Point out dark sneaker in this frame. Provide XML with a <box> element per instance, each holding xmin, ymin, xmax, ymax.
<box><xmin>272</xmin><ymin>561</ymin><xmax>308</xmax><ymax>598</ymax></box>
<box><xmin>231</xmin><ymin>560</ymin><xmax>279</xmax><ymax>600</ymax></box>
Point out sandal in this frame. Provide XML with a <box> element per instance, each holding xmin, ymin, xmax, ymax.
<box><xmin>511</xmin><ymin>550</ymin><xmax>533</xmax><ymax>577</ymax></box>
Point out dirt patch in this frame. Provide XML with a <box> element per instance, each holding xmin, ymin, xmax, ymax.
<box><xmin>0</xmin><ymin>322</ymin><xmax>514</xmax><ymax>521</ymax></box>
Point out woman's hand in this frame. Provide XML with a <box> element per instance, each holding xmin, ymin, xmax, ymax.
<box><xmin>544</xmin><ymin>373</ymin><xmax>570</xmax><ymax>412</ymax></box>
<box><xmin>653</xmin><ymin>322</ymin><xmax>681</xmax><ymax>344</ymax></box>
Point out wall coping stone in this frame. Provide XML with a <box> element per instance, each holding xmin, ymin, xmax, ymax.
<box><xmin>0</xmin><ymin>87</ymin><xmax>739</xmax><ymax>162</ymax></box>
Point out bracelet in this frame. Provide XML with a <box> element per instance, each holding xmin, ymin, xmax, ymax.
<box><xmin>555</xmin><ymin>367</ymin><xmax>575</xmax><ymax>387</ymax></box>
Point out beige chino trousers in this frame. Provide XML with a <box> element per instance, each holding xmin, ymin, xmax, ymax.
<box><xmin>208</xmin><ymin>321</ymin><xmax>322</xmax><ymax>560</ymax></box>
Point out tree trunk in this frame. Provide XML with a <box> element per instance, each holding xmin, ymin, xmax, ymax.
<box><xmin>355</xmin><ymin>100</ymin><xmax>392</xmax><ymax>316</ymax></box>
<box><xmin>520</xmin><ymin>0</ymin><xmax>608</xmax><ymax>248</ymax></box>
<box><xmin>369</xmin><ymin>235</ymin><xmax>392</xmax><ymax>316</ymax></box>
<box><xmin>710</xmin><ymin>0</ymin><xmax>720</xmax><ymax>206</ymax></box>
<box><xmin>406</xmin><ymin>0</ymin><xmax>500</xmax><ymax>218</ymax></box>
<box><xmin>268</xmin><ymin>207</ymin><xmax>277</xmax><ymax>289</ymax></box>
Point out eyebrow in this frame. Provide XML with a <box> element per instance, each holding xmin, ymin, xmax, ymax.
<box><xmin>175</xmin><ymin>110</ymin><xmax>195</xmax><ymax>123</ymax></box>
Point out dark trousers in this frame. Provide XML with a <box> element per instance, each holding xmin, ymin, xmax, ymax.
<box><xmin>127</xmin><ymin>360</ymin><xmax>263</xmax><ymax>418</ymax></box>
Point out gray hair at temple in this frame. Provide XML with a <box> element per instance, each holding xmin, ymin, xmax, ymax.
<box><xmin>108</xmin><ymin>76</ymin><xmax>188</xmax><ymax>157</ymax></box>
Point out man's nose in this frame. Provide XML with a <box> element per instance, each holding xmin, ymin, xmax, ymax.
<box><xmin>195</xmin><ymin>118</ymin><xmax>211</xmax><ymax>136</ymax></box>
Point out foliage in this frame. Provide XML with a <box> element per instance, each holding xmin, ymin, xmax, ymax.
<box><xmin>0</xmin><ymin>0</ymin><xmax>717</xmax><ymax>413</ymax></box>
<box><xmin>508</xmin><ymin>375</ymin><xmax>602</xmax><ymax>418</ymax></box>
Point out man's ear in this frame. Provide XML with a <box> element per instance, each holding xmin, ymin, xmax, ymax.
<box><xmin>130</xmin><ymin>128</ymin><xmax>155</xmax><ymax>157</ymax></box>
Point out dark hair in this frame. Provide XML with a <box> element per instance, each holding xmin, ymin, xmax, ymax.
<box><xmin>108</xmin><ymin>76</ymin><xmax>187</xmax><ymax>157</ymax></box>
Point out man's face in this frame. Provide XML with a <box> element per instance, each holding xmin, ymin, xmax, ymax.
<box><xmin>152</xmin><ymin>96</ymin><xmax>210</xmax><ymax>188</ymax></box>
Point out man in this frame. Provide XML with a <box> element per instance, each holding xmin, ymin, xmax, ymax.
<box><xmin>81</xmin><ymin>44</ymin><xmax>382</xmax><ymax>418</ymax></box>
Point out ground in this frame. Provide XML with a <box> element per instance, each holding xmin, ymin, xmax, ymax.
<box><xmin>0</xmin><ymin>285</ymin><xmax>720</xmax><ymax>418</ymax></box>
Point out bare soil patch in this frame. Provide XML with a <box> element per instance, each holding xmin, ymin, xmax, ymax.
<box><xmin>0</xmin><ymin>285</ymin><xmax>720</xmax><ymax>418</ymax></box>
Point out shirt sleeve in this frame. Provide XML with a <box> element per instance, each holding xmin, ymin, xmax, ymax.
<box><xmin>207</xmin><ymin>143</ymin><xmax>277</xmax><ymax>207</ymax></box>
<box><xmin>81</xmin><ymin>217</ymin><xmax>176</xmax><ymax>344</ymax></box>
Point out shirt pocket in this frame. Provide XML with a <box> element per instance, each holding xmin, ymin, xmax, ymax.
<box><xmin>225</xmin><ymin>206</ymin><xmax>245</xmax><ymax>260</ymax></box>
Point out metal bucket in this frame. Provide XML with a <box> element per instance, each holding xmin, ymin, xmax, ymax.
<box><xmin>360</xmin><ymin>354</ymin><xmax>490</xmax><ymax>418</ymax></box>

Given request —
Repeat only the records from the line containing "Point out shirt sleeve" through the end of the records, requests included, and shift every box coordinate in the answers by -103.

Full response —
Point out shirt sleeve in this frame. Provide XML with a <box> element per instance, each holding xmin, ymin, xmax, ymax.
<box><xmin>104</xmin><ymin>40</ymin><xmax>174</xmax><ymax>104</ymax></box>
<box><xmin>-22</xmin><ymin>114</ymin><xmax>73</xmax><ymax>241</ymax></box>
Point out shirt pocket in this frame. Provide XML with a <box> element per instance, each holding xmin, ymin, xmax, ymax.
<box><xmin>122</xmin><ymin>103</ymin><xmax>142</xmax><ymax>157</ymax></box>
Point out metal bucket in this frame. Provide XML with a <box> element per instance, each holding xmin, ymin, xmax, ymax.
<box><xmin>257</xmin><ymin>251</ymin><xmax>387</xmax><ymax>315</ymax></box>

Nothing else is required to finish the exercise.